(Stored items)
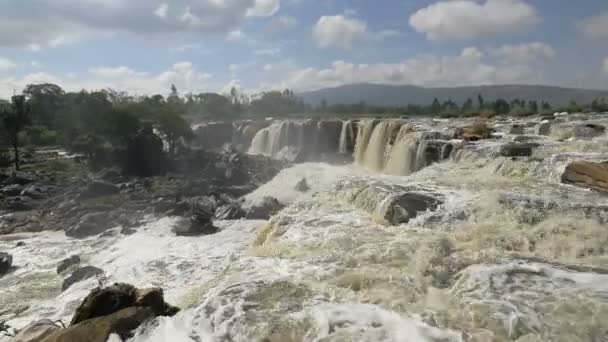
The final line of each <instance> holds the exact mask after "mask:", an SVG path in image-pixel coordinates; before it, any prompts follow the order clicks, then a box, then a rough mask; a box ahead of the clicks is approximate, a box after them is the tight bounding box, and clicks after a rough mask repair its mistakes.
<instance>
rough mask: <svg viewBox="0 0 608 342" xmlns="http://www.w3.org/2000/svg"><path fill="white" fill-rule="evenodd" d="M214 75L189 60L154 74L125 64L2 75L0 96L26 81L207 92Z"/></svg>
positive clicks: (132, 89)
mask: <svg viewBox="0 0 608 342" xmlns="http://www.w3.org/2000/svg"><path fill="white" fill-rule="evenodd" d="M211 78H212V75H210V74H208V73H204V72H201V71H199V70H197V68H196V67H195V66H194V65H193V64H192V63H190V62H181V63H176V64H174V65H172V66H171V67H169V68H168V69H167V70H165V71H162V72H159V73H157V74H152V73H149V72H140V71H135V70H133V69H131V68H128V67H125V66H119V67H108V66H101V67H96V68H92V69H91V70H89V73H88V74H85V75H84V76H78V75H76V74H73V73H68V74H65V75H64V76H56V75H53V74H49V73H44V72H37V73H31V74H28V75H26V76H24V77H22V78H15V77H7V78H0V98H7V97H10V95H11V94H12V93H13V91H20V90H22V89H23V88H25V86H26V85H27V84H32V83H34V84H35V83H45V82H50V83H55V84H58V85H59V86H61V87H62V88H64V89H66V90H68V91H78V90H81V89H87V90H96V89H97V90H98V89H105V88H113V89H116V90H124V91H128V92H130V93H133V94H140V95H141V94H158V93H160V94H167V93H168V92H169V88H170V87H171V84H175V85H176V86H177V88H178V90H179V91H180V92H181V93H182V94H183V93H188V92H203V91H208V90H209V87H210V84H209V80H210V79H211Z"/></svg>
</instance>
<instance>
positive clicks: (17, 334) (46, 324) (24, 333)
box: [12, 319, 61, 342]
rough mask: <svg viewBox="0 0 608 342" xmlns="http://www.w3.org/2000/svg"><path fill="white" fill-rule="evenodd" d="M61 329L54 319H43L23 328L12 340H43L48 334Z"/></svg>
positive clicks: (17, 340) (13, 341) (23, 341)
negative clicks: (54, 320) (55, 321)
mask: <svg viewBox="0 0 608 342" xmlns="http://www.w3.org/2000/svg"><path fill="white" fill-rule="evenodd" d="M59 329H61V328H60V327H59V326H57V325H56V324H55V323H53V321H51V320H48V319H43V320H40V321H36V322H33V323H31V324H30V325H28V326H27V327H25V328H23V329H22V330H21V331H20V332H19V333H18V334H17V335H16V336H15V337H14V339H13V340H12V341H13V342H42V341H45V340H46V338H47V337H48V336H50V335H51V334H53V333H54V332H57V331H59Z"/></svg>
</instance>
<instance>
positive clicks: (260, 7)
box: [247, 0, 281, 17]
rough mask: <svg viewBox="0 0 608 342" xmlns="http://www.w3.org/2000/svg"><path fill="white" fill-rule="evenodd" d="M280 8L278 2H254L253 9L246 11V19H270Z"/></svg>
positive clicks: (272, 0)
mask: <svg viewBox="0 0 608 342" xmlns="http://www.w3.org/2000/svg"><path fill="white" fill-rule="evenodd" d="M280 7H281V2H280V1H279V0H255V3H254V5H253V7H250V8H249V9H248V10H247V16H248V17H270V16H272V15H274V14H275V13H277V11H278V10H279V8H280Z"/></svg>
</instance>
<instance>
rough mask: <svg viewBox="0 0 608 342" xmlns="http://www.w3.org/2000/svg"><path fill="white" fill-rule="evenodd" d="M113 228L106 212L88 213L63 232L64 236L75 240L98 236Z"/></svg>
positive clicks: (109, 214) (109, 219)
mask: <svg viewBox="0 0 608 342" xmlns="http://www.w3.org/2000/svg"><path fill="white" fill-rule="evenodd" d="M112 227H113V223H112V220H111V219H110V214H109V213H108V212H99V213H89V214H86V215H84V216H82V217H81V218H80V220H79V221H78V222H77V223H76V224H75V225H73V226H72V227H69V228H68V229H66V231H65V235H67V236H69V237H73V238H77V239H82V238H87V237H89V236H93V235H98V234H101V233H103V232H105V231H106V230H108V229H110V228H112Z"/></svg>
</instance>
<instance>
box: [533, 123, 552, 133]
mask: <svg viewBox="0 0 608 342" xmlns="http://www.w3.org/2000/svg"><path fill="white" fill-rule="evenodd" d="M550 134H551V123H549V122H542V123H540V124H539V125H538V126H537V127H536V135H550Z"/></svg>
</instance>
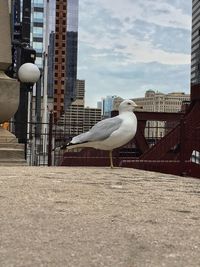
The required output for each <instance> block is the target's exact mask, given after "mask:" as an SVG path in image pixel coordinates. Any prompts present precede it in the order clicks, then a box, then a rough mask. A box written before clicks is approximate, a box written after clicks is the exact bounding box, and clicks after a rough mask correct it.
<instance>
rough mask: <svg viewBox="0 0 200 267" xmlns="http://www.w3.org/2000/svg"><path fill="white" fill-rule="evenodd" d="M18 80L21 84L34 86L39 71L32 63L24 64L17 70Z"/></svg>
mask: <svg viewBox="0 0 200 267" xmlns="http://www.w3.org/2000/svg"><path fill="white" fill-rule="evenodd" d="M18 78H19V80H20V82H22V83H29V84H34V83H36V82H37V81H38V80H39V78H40V70H39V68H38V66H37V65H35V64H33V63H24V64H23V65H21V66H20V68H19V71H18Z"/></svg>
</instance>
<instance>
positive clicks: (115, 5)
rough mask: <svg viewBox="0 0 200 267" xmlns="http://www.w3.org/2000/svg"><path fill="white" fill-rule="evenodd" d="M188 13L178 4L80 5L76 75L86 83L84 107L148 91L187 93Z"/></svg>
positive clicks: (122, 2) (137, 3)
mask: <svg viewBox="0 0 200 267" xmlns="http://www.w3.org/2000/svg"><path fill="white" fill-rule="evenodd" d="M187 3H188V2H187ZM86 10H87V12H86ZM190 12H191V5H189V4H186V3H184V4H182V3H180V1H178V0H175V1H172V0H166V1H164V0H162V1H161V0H154V1H153V0H134V1H133V0H123V1H121V0H115V1H114V0H109V1H107V0H93V1H91V0H82V1H80V18H79V57H78V58H79V64H78V65H79V70H78V76H79V78H82V79H85V80H86V102H87V103H88V104H90V105H94V103H96V102H97V100H99V99H100V98H101V97H102V96H105V95H107V94H114V95H116V94H119V95H120V93H123V94H127V95H129V94H131V93H132V94H133V93H134V94H137V93H140V96H141V95H142V94H143V93H144V91H145V90H146V89H149V87H153V88H154V89H155V90H156V89H157V90H161V89H163V90H167V88H169V90H171V91H172V90H173V89H175V90H178V89H179V90H181V91H183V90H187V91H188V88H189V79H190V78H189V72H190V67H189V66H190V34H191V31H190V28H191V14H190ZM155 87H157V88H155ZM172 87H174V88H172ZM122 88H123V89H122ZM145 88H146V89H145ZM120 90H122V91H120ZM121 96H122V95H121ZM137 96H139V95H137ZM122 97H123V96H122ZM130 97H133V96H130Z"/></svg>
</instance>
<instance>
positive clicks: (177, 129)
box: [10, 114, 200, 177]
mask: <svg viewBox="0 0 200 267" xmlns="http://www.w3.org/2000/svg"><path fill="white" fill-rule="evenodd" d="M142 116H143V117H144V116H149V114H146V115H145V114H144V115H143V114H142ZM170 116H171V115H170ZM138 117H139V116H138ZM147 118H148V117H147ZM188 121H190V118H189V119H188ZM185 123H186V124H185ZM193 124H194V125H195V127H193V126H190V128H187V127H186V125H187V121H186V122H185V121H184V120H182V122H181V121H178V120H177V118H176V120H175V121H173V123H172V122H170V123H169V122H168V121H159V122H158V121H153V120H149V119H148V120H146V117H145V118H144V119H141V120H140V119H138V130H137V134H136V136H135V138H134V139H133V140H131V141H130V142H129V143H128V144H126V145H125V146H123V147H121V148H119V149H116V150H115V151H114V153H113V159H114V163H115V166H124V167H130V168H140V169H146V170H154V171H160V172H167V173H173V174H183V173H186V174H188V175H190V174H191V175H192V176H195V177H198V176H199V174H200V126H198V125H196V124H195V123H193ZM193 124H192V125H193ZM16 125H17V127H16ZM22 125H23V124H22V123H20V122H14V121H12V122H10V131H11V132H12V133H14V134H15V135H16V136H17V137H18V136H19V133H18V132H17V131H18V130H19V129H20V128H21V126H22ZM79 126H80V125H79ZM79 126H77V123H76V122H74V124H73V123H72V122H71V124H70V125H67V124H62V125H60V124H58V123H53V116H52V114H50V116H49V122H48V123H46V124H45V123H35V122H28V123H27V125H26V127H27V132H26V141H25V142H24V143H25V152H24V156H25V159H26V161H27V163H28V164H29V165H30V166H60V165H62V166H80V165H81V166H108V165H109V157H108V153H107V152H104V151H99V150H94V149H89V148H88V149H87V148H86V149H83V150H82V151H79V150H77V151H70V152H65V153H63V151H60V150H59V149H55V148H56V147H59V146H61V145H63V144H65V143H67V142H69V141H70V140H71V139H72V138H73V136H75V135H77V134H80V133H82V130H81V127H79ZM22 128H23V127H22ZM192 173H194V175H193V174H192ZM198 173H199V174H198Z"/></svg>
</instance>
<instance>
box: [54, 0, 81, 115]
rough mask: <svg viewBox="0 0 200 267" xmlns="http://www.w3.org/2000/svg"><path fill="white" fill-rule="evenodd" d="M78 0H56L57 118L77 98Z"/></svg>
mask: <svg viewBox="0 0 200 267" xmlns="http://www.w3.org/2000/svg"><path fill="white" fill-rule="evenodd" d="M77 47H78V0H56V23H55V69H54V114H55V119H58V118H59V117H60V115H61V114H62V113H63V112H64V111H65V110H66V109H67V108H68V107H69V106H70V104H71V103H72V101H74V100H75V98H76V79H77V50H78V49H77Z"/></svg>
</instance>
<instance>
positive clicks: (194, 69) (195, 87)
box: [191, 0, 200, 100]
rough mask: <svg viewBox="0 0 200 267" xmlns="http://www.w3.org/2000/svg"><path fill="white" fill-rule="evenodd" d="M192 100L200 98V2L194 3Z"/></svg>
mask: <svg viewBox="0 0 200 267" xmlns="http://www.w3.org/2000/svg"><path fill="white" fill-rule="evenodd" d="M191 52H192V54H191V99H192V100H193V99H196V98H197V97H198V98H199V97H200V93H199V92H200V88H199V87H200V1H199V0H193V1H192V51H191Z"/></svg>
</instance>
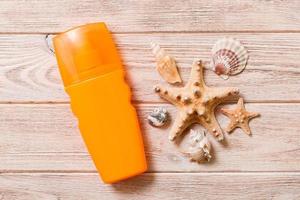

What you have to do: Copy the lines of the items above word for word, starting at the line containing "negative clicks: (54, 320) (55, 321)" and ending at the line containing "box: [247, 0, 281, 17]", with both of those lines included.

Exercise output:
negative clicks: (54, 320) (55, 321)
mask: <svg viewBox="0 0 608 342" xmlns="http://www.w3.org/2000/svg"><path fill="white" fill-rule="evenodd" d="M59 329H61V328H60V327H59V326H57V325H56V324H55V323H53V321H51V320H48V319H43V320H40V321H36V322H33V323H31V324H30V325H28V326H27V327H25V328H23V329H22V330H21V331H20V332H19V333H18V334H17V335H16V336H15V337H14V339H13V340H12V341H13V342H42V341H45V340H46V338H47V337H48V336H50V335H51V334H53V333H54V332H57V331H59Z"/></svg>
</instance>
<instance>
positive clicks: (260, 7)
box: [247, 0, 281, 17]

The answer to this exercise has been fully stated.